Tomorrow will be 4 weeks since my sexual assault. I feel like it just happened, and that it happened ages ago at the same time. I know I haven’t responded properly to this trauma, but I don’t know how to. I’ve tried crying, I’ve tried getting angry, but I’m not feeling much of anything right now besides wanting to get back to normal life for me. I’m going back to work on monday because i can’t afford any more time off. I wonder if that’s when I’m going to break. When I walk in and see his face, and remember what he did to me. I wonder if I’m going to be able to keep it professional and talk to him about work if I have to. I wonder if I’ll cry and scream and panic, or if I’ll just be silent and shut down. My hands are shaking as I type this, but I have to give it a try. I’m looking for other jobs, but in the meantime, as I said I can’t afford to not work any longer. I’ve been off way to long as it is. I’m thankful HR gave me a leave of absence and kept my position for me.
I don’t know how to feel. I don’t feel myself. I’m carrying on like nothing is wrong, but inside me I know something has died, or broken. I can feel it, but I can’t express it. I feel like my body is cracked and everyone can see through it. I wonder how people view me now. With pitty? With disgust? With disdain at what I’ve done? The girl once filled with fire and light, now smoldering with smoke and being choked into blackness. I feel charred…
I want to say that I am extremely sorry for what has happened to you. I cannot imagine how bad that must’ve been for you. I do know what it’s like to be traumatized. You don’t feel the same after that. You didn’t deserve to be treated the way you did.
Is there anyone at your workplace that you can talk to? Seems that this assault if I understand right, has not been reported. I think It needs to be reported. Working alongside this person is a no-no. Don’t let this result in their favor, let It be on your terms instead. Get with people you can trust at work, your boss, allies, HR, It doesn’t matter. But do It today if possible. Tell them the truth and give details in writing. Then report It to proper authorities. Otherwise this will result in the way you thought It out - letting your Fight or Flight kick in. If this workplace doesn’t care for its employees in this matter and other occurrences have happened with this person or others have done It, then I think working here is just wrong. I’d sue the crap out them if they did nothing. How can anyone get on this way?
A terrible thing has happened to you and you feel mixed emotions right now. You feel violated and torn up. You might feel like It was your fault perhaps. You may feel like you are worthless and unloved.
I know you understand that I have understood this feeling. I would suggest somethings to you.

# EXERCISE INSTRUCTIONS
1 – Please copy the stretch of the forum post from "A terrible thing" through "somethings to you." word for word.
2 – Answer these questions from the forum post:
(a) How many weeks will it be tomorrow since the assault?
(b) What did HR give the writer while keeping the position?
(c) Which people at work does the reply list as ones to get with?

# DATA LISTING
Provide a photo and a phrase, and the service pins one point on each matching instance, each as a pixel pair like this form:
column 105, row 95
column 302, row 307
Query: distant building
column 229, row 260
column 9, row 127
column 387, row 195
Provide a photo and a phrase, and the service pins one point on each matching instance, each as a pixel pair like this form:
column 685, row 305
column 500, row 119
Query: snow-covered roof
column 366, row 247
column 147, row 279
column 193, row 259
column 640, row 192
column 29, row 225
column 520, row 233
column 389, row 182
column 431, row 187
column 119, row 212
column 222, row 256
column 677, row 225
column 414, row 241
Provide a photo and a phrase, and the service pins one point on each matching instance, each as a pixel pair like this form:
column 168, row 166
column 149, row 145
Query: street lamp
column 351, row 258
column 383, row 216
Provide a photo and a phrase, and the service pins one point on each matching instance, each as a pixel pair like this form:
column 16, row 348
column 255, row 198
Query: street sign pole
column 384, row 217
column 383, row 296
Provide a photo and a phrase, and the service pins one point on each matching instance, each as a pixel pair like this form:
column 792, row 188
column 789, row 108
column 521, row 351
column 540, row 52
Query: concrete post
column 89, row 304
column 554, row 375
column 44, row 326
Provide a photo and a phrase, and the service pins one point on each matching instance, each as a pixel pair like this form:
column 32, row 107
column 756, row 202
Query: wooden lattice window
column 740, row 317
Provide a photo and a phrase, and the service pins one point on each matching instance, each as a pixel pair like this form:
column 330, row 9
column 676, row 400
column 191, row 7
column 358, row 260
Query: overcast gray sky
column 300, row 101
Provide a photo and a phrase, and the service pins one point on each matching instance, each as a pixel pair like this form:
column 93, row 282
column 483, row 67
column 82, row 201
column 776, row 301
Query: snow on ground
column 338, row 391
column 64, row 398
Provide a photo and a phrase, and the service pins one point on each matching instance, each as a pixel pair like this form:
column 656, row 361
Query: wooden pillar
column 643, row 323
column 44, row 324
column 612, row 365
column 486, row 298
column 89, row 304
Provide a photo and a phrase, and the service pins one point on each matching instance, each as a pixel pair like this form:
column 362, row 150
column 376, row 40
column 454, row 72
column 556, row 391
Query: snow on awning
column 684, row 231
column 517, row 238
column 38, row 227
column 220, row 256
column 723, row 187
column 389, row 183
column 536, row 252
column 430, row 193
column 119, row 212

# CORRECT ANSWERS
1 –
A terrible thing has happened to you and you feel mixed emotions right now. You feel violated and torn up. You might feel like It was your fault perhaps. You may feel like you are worthless and unloved.
I know you understand that I have understood this feeling. I would suggest somethings to you.

2 –
(a) 4 weeks.
(b) A leave of absence.
(c) The boss, allies and HR.